Directions
1. Please echo the part of the hangover list that opens with the words containing "13 Ways To Survive" and closes with "a self-deprecating joke.".
2. Answer these questions from the hangover list:
(a) Which book does the first tip say to read in bed?
(b) What part of your face should you stop the cat from grooming?
(c) Which words in a headline mean you shouldn't read the article?
3. Carry on the hangover list from the point where it stops.

Text
13 Ways To Survive A Hangover

12 Apr

1. Stay in bed. Hunker down under the covers. Read Sheila Heti’s How Should A Person Be? and highlight the passages that you feel specifically apply to your life. Eat too many cookies. Let your cat lick your face clean, but stop her when she tries to groom your eyebrows.

2. Practice your humble-yet-flattered face in the mirror. Smile with genuine warmth, but look down bashfully. Shrug nonchalantly and say thank you, then quickly change the subject. Remind yourself that this is what you should be doing when people compliment you, instead of rolling your eyes and making a self-deprecating joke.

3. Don’t answer the phone. Don’t turn on the news. Don’t read any articles whose headlines contain the words government, statistics or attachment parenting

4. Make a list of potential titles for the memoir that you might someday write, e.g. My Heart Is An Autumn Garage, Everything Is Overrated, or The Blunder Years. Wonder why no one appreciates your clever Salinger references or your hilarious puns.

5. Write a letter to Simone de Beauvoir that begins,

Dear Simone, 

I wish you were still alive so that you could teach me to do my hair like yours. You always looked great.

Listen, I’m sorry Camus was such a dick to you, but let’s be honest, between him and Sartre, he was the better writer.

Stored data
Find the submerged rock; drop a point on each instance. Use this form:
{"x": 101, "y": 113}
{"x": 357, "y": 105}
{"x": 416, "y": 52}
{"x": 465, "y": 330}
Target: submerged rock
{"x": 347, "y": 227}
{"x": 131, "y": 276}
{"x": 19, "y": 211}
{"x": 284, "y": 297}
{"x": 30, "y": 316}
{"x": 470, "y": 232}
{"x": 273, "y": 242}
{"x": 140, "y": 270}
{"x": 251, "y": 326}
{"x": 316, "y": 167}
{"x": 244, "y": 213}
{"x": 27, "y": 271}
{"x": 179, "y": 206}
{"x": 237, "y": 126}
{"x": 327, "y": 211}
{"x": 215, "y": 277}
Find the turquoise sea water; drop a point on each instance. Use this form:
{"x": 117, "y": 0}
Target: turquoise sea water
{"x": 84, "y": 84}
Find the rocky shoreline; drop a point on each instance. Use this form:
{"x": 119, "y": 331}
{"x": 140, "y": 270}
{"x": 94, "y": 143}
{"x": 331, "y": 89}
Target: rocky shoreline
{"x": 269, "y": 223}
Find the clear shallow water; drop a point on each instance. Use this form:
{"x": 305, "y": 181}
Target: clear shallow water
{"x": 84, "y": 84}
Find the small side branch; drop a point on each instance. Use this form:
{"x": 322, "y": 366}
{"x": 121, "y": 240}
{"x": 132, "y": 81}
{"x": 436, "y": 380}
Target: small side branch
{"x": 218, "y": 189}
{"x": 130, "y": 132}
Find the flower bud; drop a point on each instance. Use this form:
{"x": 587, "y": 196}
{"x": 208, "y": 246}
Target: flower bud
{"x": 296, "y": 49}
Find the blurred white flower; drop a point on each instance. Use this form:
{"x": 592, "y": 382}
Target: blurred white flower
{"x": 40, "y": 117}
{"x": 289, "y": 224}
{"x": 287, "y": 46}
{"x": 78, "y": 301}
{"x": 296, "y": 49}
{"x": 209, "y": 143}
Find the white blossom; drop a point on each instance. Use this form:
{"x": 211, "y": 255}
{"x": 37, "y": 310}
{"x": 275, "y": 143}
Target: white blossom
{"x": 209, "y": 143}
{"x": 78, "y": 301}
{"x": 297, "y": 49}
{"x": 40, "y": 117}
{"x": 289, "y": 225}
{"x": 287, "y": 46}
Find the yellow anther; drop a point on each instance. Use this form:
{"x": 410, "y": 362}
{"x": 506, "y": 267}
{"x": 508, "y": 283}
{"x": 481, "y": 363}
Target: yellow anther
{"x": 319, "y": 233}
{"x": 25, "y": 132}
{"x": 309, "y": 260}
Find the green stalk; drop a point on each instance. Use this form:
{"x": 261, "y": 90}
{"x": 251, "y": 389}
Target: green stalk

Results for the exercise
1.
13 Ways To Survive A Hangover

12 Apr

1. Stay in bed. Hunker down under the covers. Read Sheila Heti’s How Should A Person Be? and highlight the passages that you feel specifically apply to your life. Eat too many cookies. Let your cat lick your face clean, but stop her when she tries to groom your eyebrows.

2. Practice your humble-yet-flattered face in the mirror. Smile with genuine warmth, but look down bashfully. Shrug nonchalantly and say thank you, then quickly change the subject. Remind yourself that this is what you should be doing when people compliment you, instead of rolling your eyes and making a self-deprecating joke.

2.
(a) Sheila Heti's How Should A Person Be?
(b) Your eyebrows.
(c) Government, statistics or attachment parenting.

3.
6. Look at pictures of baby otters:

zoo_baby_otters1

Or else this picture of a kitten cuddling a potato:

enhanced-buzz-18077-1365181268-6

7. Make a list of underused words that you love, and pledge to include them more often in your everyday vocabulary. These words might include bivouack, erstwhile, mawkish, hullaballoo, skullduggery, caterwaul, quotidian, skedaddle, peripatetic, zeitgeist.

8. Resist the urge to think about the future, dissect your failings or re-evaluate your life choices.

9. Invite your sister over. Drink fancy tea together. Watch Stand By Me and discuss what it would be like to a) live in 1950s America, b) have testicles, and c) discover a giant leech attached to said testicles.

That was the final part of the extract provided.